[ABOUT THIS EXERCISE]: Everything in the listing below except the pictures should be reproduced exactly.

################

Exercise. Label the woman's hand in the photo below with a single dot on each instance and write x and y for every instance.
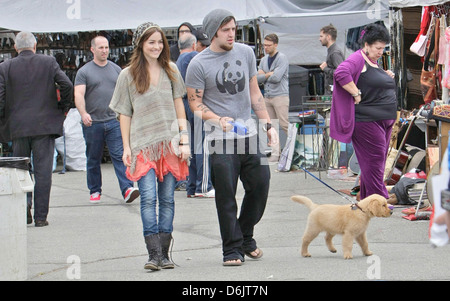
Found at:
(185, 152)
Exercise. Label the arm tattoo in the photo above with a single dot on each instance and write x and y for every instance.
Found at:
(203, 108)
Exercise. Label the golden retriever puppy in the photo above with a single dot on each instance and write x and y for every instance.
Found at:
(350, 222)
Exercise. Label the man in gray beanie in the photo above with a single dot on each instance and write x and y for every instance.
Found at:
(222, 90)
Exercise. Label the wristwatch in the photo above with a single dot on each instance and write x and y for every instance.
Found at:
(359, 93)
(267, 127)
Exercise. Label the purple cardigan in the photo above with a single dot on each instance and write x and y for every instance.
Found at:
(342, 116)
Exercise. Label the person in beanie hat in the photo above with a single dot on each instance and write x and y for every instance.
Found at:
(222, 89)
(148, 101)
(203, 40)
(184, 28)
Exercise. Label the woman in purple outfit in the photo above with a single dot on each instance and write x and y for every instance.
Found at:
(364, 108)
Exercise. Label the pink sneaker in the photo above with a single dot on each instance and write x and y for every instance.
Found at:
(131, 194)
(95, 198)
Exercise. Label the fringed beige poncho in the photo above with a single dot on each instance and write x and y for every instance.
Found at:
(154, 128)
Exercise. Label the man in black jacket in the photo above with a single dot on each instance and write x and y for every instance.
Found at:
(33, 115)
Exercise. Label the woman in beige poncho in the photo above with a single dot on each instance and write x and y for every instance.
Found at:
(148, 100)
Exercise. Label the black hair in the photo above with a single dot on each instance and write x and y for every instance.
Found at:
(375, 33)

################

[EXERCISE SOLUTION]:
Exercise. Label the woman's hand in the photo below with a single dot on each instance and write x and y for every instance.
Found at:
(185, 152)
Exercise. Label the arm tattoo in the photo above with a single dot on each instance and write x and y for every instance.
Found at:
(203, 108)
Exercise. Label the golden retriever puppy in the photo above with a single dot on each instance and write x and y for every instance.
Found at:
(350, 222)
Exercise. Label the man in gray beanie in the photo above with a single dot on each instance and write x and y for every instance.
Found at:
(222, 90)
Exercise. Label the wristwatch in the photo above with a single dot on each instance and write x and y for every instance.
Found at:
(359, 93)
(267, 127)
Exercise. Label the purple cardigan in the photo above with a single dot on each instance and write x and y for every instance.
Found at:
(342, 116)
Exercise. Label the person in beanie hat in the photo above with a single dot on each instance and write x and y for every instance.
Found at:
(222, 89)
(148, 101)
(203, 40)
(184, 28)
Exercise. Label the woman in purple outfit in the photo above with a single dot on each instance and write x and y for every instance.
Found at:
(364, 108)
Exercise. Label the pink sneaker in the photo above with a single dot on each instance and write x and y for every instance.
Found at:
(131, 194)
(95, 198)
Exercise. Label the fringed beige poncho in the photo above with a single dot on each instance and write x and y for every instance.
Found at:
(154, 128)
Exercise. Label the man in black jacket in the photo above with a single dot on each instance and write x and y for every instance.
Found at:
(33, 115)
Exercise. Label the woman in beige poncho in the photo above with a single dot on each instance and write x and y for every instance.
Found at:
(148, 100)
Exercise. Label the black hair in the photo above with a single dot on each instance and write x and y for every instance.
Found at:
(375, 33)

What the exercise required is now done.